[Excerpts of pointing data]
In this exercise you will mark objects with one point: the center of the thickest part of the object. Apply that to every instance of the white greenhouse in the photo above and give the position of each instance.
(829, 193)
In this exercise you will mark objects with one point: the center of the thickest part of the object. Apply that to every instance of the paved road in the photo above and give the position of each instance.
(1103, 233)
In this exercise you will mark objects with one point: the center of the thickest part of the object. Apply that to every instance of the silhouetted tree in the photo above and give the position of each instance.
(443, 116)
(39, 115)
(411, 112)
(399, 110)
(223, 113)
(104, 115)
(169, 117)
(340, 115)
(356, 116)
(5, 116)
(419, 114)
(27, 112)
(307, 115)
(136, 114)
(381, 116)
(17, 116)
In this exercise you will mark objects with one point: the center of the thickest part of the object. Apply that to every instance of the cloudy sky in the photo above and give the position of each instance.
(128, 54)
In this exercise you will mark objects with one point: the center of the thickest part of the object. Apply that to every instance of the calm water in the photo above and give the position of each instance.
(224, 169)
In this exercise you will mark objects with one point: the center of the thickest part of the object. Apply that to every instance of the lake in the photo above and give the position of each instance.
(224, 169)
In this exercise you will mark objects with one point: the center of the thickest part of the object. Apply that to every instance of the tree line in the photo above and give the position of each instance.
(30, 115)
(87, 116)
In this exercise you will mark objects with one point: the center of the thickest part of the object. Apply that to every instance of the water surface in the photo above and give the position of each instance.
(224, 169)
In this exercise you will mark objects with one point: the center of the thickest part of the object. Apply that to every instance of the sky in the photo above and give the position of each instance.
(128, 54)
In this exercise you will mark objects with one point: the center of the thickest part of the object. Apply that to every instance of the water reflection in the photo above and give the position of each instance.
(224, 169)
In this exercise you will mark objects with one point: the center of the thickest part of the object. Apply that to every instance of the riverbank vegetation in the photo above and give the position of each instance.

[Work to do] Revise the material above so that every occurrence of "thickest part" reads "widest part", keeping everything else unchanged.

[Exercise answer]
In this exercise you will mark objects with one point: the center of the widest part of the object. Apply that to every instance of the white greenhouse in the photo above and give the position of each instance.
(829, 193)
In this exercise you will mark objects with one point: the center of the widest part of the object. Apply that to every instance of the paved road in the photo above and give the position of each instance.
(1103, 233)
In this exercise you will mark objects with one point: the center of the widest part of the object. Apply that to every instance of the silhouetted tree in the photo above and give the position of each instance.
(443, 116)
(39, 115)
(411, 112)
(399, 110)
(223, 113)
(104, 115)
(169, 117)
(340, 115)
(356, 116)
(5, 116)
(419, 114)
(27, 112)
(307, 115)
(136, 114)
(381, 116)
(17, 116)
In this exercise you will mark objects with one point: the center of the widest part of the object. Apply that to every instance of the cloudy sky in the photo above and give the position of each instance.
(128, 54)
In this exercise you will mark objects with one point: the center of the widest part of the object. Apply that to every instance of the calm water in the photo above and give the position of each instance.
(224, 169)
In this exercise you will mark objects with one point: the center of the widest part of the object. Apply that to every instance of the lake in the photo above and give the position of each instance.
(224, 169)
In this exercise you will mark objects with one point: the center of the widest part of the object. Apply that to every instance of the tree line in the photo above and give the position of each instance.
(30, 115)
(87, 116)
In this exercise you will mark objects with one point: the center of the widest part of the object. Apply that to every instance of the water surface in the photo above and give the position of each instance.
(224, 169)
In this exercise you will mark objects with one point: the center of the widest part of the object. Apply that to every instance of the sky in the photo above and give the position of each instance.
(128, 54)
In this exercise you will mark objects with one point: the center of the widest part of the object. Apply that to every instance of the water reflection in the photo above and give the position of each instance.
(224, 169)
In this exercise you will mark objects with one point: the center of the widest part of the object. Apply that to every instance of the riverbank vegetation in the photo above and give the position of each instance.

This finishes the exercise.